Given instruction: Rewrite the lines from the one containing "930, row 385." through the one containing "column 906, row 796", both included, changing every "noun phrase" to "short description" and leaving everything else the same.
· · · · ·
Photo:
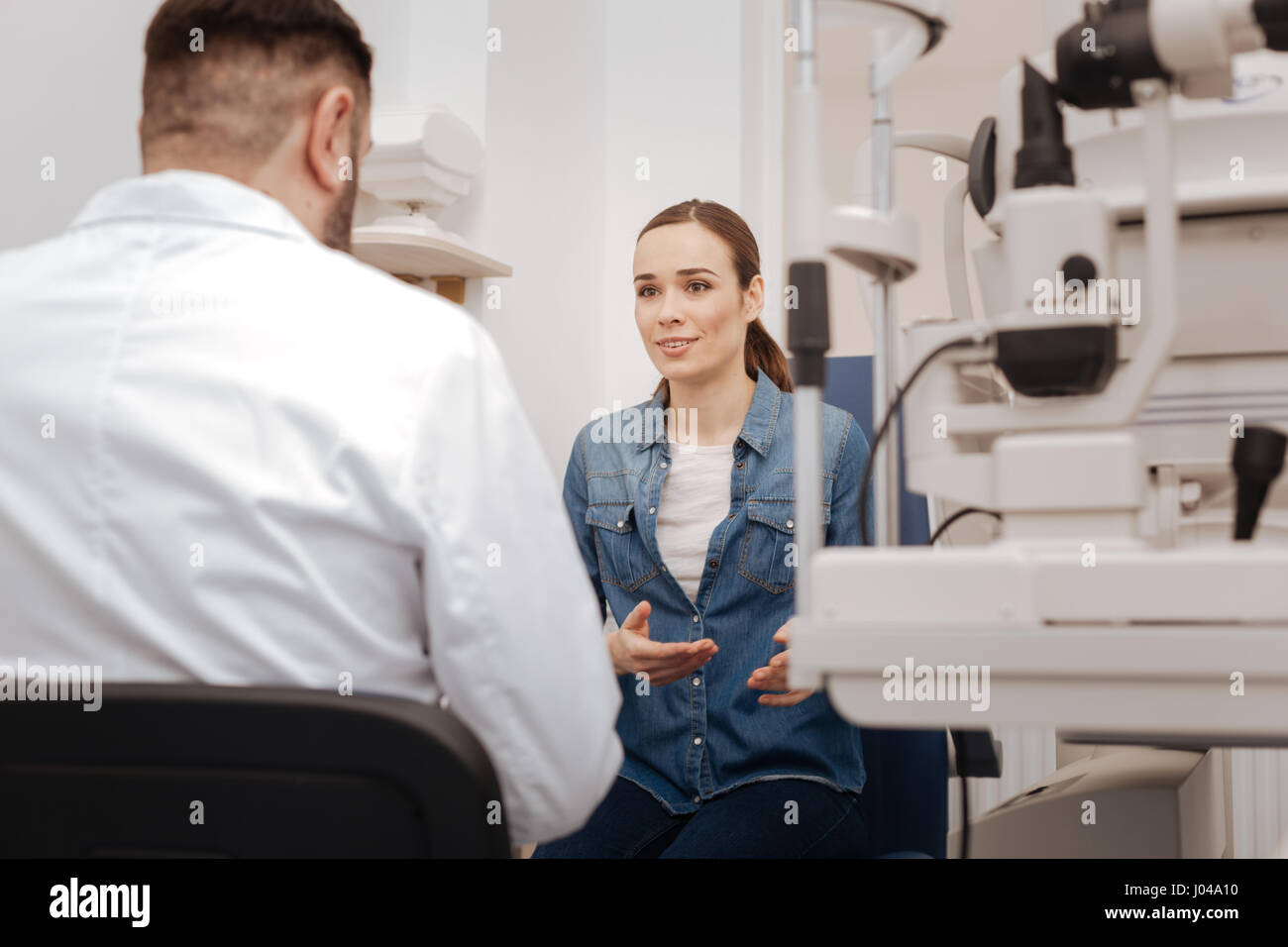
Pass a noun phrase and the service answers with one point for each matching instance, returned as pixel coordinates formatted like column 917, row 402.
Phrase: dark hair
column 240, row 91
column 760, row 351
· · · · ·
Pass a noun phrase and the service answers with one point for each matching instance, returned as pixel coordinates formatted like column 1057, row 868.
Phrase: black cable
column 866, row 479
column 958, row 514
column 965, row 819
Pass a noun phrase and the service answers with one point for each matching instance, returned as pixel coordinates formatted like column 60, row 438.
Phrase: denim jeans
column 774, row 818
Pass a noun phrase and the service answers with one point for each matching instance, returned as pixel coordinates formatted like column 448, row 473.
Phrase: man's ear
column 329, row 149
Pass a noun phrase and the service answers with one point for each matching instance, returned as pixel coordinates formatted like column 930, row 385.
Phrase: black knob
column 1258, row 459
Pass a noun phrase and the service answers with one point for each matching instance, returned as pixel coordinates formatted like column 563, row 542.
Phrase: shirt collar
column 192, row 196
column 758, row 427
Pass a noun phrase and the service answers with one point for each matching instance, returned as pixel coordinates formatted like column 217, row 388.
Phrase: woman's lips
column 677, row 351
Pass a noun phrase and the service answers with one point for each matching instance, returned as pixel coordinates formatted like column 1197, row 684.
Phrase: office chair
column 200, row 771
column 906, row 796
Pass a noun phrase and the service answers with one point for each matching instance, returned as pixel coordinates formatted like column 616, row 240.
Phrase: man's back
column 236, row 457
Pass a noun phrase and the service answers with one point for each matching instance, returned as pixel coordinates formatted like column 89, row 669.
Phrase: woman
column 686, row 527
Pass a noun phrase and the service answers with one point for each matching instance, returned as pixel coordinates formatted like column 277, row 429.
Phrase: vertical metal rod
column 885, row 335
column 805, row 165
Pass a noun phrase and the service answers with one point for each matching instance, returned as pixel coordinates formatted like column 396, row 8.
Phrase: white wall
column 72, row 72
· · · · ·
Answer:
Pass a short description and the service answers with one point for each matching instance, returned as pixel coordinates formatted like column 930, row 385.
Phrase: black knob
column 1258, row 459
Pass a short description and the service answers with one point for each matching instance, returned as pixel coordinates formatted like column 563, row 542.
Phrase: shirt collar
column 192, row 196
column 758, row 427
Pass a short description and the service answers with one point for each matching instance, returned as pixel coordinates formatted like column 217, row 388.
Phrase: woman's lips
column 677, row 351
Pass a short description and the service answers with one point for each matching instance, returned as pixel coordinates formatted like column 1197, row 684.
Phrase: office chair
column 200, row 771
column 906, row 796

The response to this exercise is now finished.